INSTRUCTIONS FOR THE TASK — Rewrite the records below with every "Target" changed to "Object", keeping everything else as it is.
********
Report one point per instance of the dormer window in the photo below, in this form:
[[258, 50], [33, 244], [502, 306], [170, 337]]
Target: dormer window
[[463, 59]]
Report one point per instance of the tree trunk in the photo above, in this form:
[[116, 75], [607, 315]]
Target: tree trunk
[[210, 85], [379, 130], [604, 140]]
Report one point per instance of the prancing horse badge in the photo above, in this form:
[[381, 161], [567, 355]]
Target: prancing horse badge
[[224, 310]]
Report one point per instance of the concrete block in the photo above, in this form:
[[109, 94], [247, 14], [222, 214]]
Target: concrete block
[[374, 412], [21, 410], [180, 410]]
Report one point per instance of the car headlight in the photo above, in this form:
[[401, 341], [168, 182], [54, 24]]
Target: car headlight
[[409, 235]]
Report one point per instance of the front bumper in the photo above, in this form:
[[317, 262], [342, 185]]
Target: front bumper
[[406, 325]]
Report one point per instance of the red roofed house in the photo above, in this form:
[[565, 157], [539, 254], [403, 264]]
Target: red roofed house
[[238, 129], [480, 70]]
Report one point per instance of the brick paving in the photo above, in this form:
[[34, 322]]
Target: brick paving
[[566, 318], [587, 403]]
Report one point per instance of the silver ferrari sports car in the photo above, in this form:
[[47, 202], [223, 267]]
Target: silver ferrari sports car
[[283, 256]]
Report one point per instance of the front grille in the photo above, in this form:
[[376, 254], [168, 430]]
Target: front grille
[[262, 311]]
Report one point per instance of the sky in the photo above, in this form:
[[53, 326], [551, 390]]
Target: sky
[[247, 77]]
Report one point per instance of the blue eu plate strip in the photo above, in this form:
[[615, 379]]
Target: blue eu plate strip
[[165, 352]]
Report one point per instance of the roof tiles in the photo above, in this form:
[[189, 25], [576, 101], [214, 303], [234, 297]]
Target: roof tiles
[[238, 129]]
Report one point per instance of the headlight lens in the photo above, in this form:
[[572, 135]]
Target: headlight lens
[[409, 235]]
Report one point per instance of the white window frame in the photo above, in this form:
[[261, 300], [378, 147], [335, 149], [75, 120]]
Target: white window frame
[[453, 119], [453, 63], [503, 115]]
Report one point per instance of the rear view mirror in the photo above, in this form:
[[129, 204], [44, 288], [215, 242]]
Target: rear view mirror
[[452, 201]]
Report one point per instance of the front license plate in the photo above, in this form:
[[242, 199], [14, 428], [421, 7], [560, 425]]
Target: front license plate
********
TASK ANSWER —
Report one point per instance of the dormer window in the photo below, in this form:
[[258, 50], [33, 244], [502, 306], [170, 337]]
Object: dormer window
[[463, 59]]
Report one point per instance of the tree trunk in the photo above, in this form:
[[116, 75], [607, 315]]
Object: tree trunk
[[210, 85], [379, 130], [604, 140]]
Report one point per instance of the prancing horse badge in the photo above, in this form:
[[381, 161], [567, 355]]
Object: prancing horse badge
[[224, 310]]
Report one point per instance of the concrete block in the photo above, in this form:
[[109, 94], [247, 14], [222, 214]]
Object: concrete block
[[374, 412], [21, 410], [180, 410]]
Report one point per instance of the car headlight in the photo above, in this form:
[[401, 341], [168, 182], [54, 24]]
Object: car headlight
[[409, 235]]
Report one point per instance of the front bumper in the photo above, in this form:
[[317, 262], [342, 185]]
Object: front bumper
[[406, 325]]
Report one point per instance of the red roofed house in the photo above, in this form:
[[565, 157], [539, 254], [403, 264]]
Object: red roofed house
[[238, 129], [480, 70]]
Report one point per instance of the brick paving in the photo above, in this form:
[[34, 322]]
Object: brick paving
[[566, 318], [587, 403]]
Report one point per instance of the silver ferrari sports car in the photo above, in this form:
[[47, 202], [223, 267]]
Object: silver ferrari sports car
[[283, 256]]
Report one point per instance of the front grille in the photo above, in this form:
[[376, 254], [168, 430]]
Object: front grille
[[262, 311]]
Report one point per instance of the sky in the photo above, in this form:
[[53, 326], [551, 390]]
Object: sky
[[247, 77]]
Report one point per instance of the blue eu plate strip in the photo above, in this form:
[[615, 379]]
Object: blue eu plate strip
[[165, 352]]
Report one point per instance of the roof tiles in the photo above, in this form:
[[189, 25], [576, 101], [214, 303], [234, 297]]
Object: roof tiles
[[238, 129]]
Report one point per instance of the headlight lens in the photo above, in this form:
[[572, 135]]
Object: headlight lens
[[409, 235]]
Report one point per instance of the white window frame in the photo above, in this form:
[[261, 300], [378, 147], [335, 149], [75, 120]]
Object: white window frame
[[453, 119], [453, 63], [503, 115]]
Report one point per instance of the rear view mirror in the photo above, in this form:
[[129, 204], [44, 288], [215, 242]]
Object: rear view mirror
[[452, 201]]
Report one point per instance of the front license plate in the photo above, in this form:
[[242, 199], [14, 428], [421, 7], [560, 425]]
Object: front license plate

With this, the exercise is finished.